▶ ASSIGNED TASK
Retype all of the entries exactly as they appear.

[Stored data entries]

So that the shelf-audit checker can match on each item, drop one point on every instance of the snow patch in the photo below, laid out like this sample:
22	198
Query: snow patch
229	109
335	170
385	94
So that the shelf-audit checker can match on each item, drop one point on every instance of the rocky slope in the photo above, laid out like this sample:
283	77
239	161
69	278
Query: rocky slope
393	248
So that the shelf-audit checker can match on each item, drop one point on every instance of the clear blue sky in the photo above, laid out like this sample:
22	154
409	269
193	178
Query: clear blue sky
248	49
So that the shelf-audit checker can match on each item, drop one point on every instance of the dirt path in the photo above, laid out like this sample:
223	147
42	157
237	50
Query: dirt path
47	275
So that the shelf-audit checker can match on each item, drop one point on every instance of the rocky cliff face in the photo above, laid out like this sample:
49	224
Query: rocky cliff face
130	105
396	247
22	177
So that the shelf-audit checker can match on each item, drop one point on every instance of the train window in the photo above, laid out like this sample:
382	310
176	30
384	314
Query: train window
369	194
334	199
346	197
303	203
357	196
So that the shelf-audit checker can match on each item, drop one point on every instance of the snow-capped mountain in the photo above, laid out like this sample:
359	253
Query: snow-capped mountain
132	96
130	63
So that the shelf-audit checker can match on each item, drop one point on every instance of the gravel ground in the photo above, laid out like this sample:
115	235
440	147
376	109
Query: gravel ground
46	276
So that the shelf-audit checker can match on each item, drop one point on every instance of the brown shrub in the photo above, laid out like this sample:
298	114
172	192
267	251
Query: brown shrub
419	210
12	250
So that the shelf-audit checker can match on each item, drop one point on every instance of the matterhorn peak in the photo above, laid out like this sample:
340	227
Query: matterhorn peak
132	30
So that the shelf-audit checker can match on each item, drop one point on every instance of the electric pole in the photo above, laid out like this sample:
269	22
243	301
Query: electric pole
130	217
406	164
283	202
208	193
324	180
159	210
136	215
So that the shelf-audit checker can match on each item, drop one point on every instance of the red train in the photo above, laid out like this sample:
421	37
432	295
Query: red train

▶ OUTPUT OF THE EXERCISE
So that the shelf-audit checker can match on each item, drop one point on every instance of the snow patch in the photo below, laid out like this sample:
22	198
Query: snow patch
229	109
335	170
385	94
So that the shelf-audit checker can match on each item, drop one point on every instance of the rocky slope in the photo above, laid out like this sample:
283	77
239	161
69	278
Query: rocky slope
393	248
So that the shelf-audit checker can match on each item, drop one point on every instance of the clear blue sky in the photo above, laid out like this sample:
22	154
409	269
193	178
Query: clear blue sky
248	49
So that the shelf-audit checker can match on each item, drop one point on every instance of the dirt path in the photo above, laid out like this sample:
223	147
42	157
237	50
Query: dirt path
47	275
So that the shelf-audit checker can match on each item, drop one point on every instance of the rocky cliff face in the photo above, laid out like this sample:
49	224
Query: rocky cliff face
130	105
396	247
22	177
So that the shelf-audit checker can match on each item, drop one point on every instance of the train window in the photo above, laid out like this sample:
382	310
176	30
384	314
Query: train window
369	194
334	199
346	197
303	203
357	196
So that the shelf-audit checker can match on each item, drop one point on every instance of the snow-capped mountain in the photo above, laid out like this sample:
359	253
Query: snow-capped mountain
132	96
130	63
So that the shelf-audit checker can match on each item, drop one point on every instance of the gravel ground in the photo above, laid out like this sample:
115	235
440	147
376	109
Query: gravel ground
46	276
So that the shelf-audit checker can match on each item, drop one point on every instance of the brown shrub in the photo above, laid out like this sample:
298	114
172	192
267	251
Query: brown shrub
419	210
12	250
So that the shelf-audit checker can match on each item, drop one point on every instance of the matterhorn peak in the photo above, laid out like this sample:
340	227
Query: matterhorn peak
132	30
So that the shelf-audit checker can match on each item, drop one point on every instance of the electric pole in the photo above, laid out like this sample:
269	22
243	301
Query: electric pole
130	217
406	164
283	202
208	193
324	180
159	210
136	215
So that the shelf-audit checker can match on each item, drop one point on every instance of the red train in the photo above, laid out like this sample:
421	37
432	295
Query: red train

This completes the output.